= What the task requires =
Could you restate the entries below word for word and leave the images out?

= Saved data entries =
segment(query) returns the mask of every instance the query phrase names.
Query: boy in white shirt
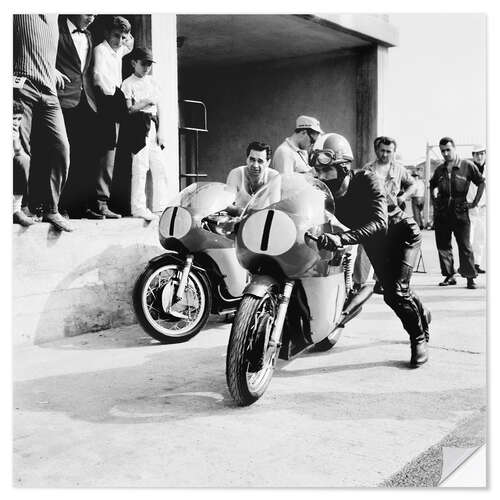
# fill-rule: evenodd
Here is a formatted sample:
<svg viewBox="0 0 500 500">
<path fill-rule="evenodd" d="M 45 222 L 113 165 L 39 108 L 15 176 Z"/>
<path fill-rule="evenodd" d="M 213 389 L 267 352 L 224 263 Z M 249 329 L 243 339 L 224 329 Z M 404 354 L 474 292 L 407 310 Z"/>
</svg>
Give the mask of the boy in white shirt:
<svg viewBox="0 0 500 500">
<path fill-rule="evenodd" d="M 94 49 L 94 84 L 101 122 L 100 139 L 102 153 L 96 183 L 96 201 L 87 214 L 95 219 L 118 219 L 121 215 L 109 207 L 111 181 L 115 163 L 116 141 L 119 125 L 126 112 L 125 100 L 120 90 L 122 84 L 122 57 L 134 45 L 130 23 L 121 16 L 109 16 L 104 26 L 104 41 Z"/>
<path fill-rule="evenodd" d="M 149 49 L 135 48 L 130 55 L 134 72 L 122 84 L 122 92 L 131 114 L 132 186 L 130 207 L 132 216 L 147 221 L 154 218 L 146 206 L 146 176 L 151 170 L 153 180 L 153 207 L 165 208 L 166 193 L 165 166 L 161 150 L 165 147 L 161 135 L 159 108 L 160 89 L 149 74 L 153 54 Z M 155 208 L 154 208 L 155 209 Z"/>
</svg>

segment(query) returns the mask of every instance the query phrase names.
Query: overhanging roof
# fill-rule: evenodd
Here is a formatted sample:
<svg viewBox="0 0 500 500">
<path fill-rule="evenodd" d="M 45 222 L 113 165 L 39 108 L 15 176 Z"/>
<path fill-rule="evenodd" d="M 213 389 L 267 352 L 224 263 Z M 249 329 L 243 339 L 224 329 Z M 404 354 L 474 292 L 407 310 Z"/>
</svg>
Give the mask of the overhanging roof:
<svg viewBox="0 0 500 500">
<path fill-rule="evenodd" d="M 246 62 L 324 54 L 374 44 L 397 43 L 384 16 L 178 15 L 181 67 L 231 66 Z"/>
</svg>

= Task output =
segment(query) returns the mask of every instance the query phrase names.
Query: boy in white shirt
# fill-rule: evenodd
Here is a formatted sample:
<svg viewBox="0 0 500 500">
<path fill-rule="evenodd" d="M 45 222 L 113 165 L 39 108 L 15 176 Z"/>
<path fill-rule="evenodd" d="M 213 389 L 267 352 L 224 263 Z M 249 329 L 243 339 L 224 329 Z M 404 354 L 474 292 L 407 310 Z"/>
</svg>
Give the mask of the boy in white shirt:
<svg viewBox="0 0 500 500">
<path fill-rule="evenodd" d="M 94 49 L 94 84 L 101 122 L 100 139 L 102 153 L 96 183 L 96 201 L 87 214 L 95 219 L 118 219 L 121 215 L 109 207 L 111 181 L 115 163 L 116 141 L 119 125 L 126 112 L 125 100 L 120 90 L 122 84 L 122 57 L 134 45 L 130 23 L 121 16 L 109 16 L 104 26 L 104 41 Z"/>
<path fill-rule="evenodd" d="M 149 49 L 135 48 L 130 55 L 134 72 L 122 84 L 122 92 L 131 114 L 132 186 L 130 207 L 132 216 L 147 221 L 154 218 L 146 206 L 146 176 L 151 170 L 153 180 L 153 207 L 165 208 L 166 193 L 165 166 L 161 150 L 165 147 L 161 135 L 159 108 L 160 89 L 149 74 L 153 54 Z M 155 208 L 154 208 L 155 209 Z"/>
</svg>

segment(query) returns the mask of every instance the query phrase names.
Query: overhanging roof
# fill-rule: evenodd
Here is a formatted sample:
<svg viewBox="0 0 500 500">
<path fill-rule="evenodd" d="M 45 222 L 113 165 L 39 108 L 15 176 Z"/>
<path fill-rule="evenodd" d="M 213 389 L 267 352 L 224 263 Z M 249 329 L 243 339 L 224 329 Z M 404 354 L 474 292 L 407 310 Z"/>
</svg>
Give the mask of the overhanging roof:
<svg viewBox="0 0 500 500">
<path fill-rule="evenodd" d="M 246 62 L 324 54 L 374 44 L 397 43 L 384 16 L 178 15 L 181 67 L 231 66 Z"/>
</svg>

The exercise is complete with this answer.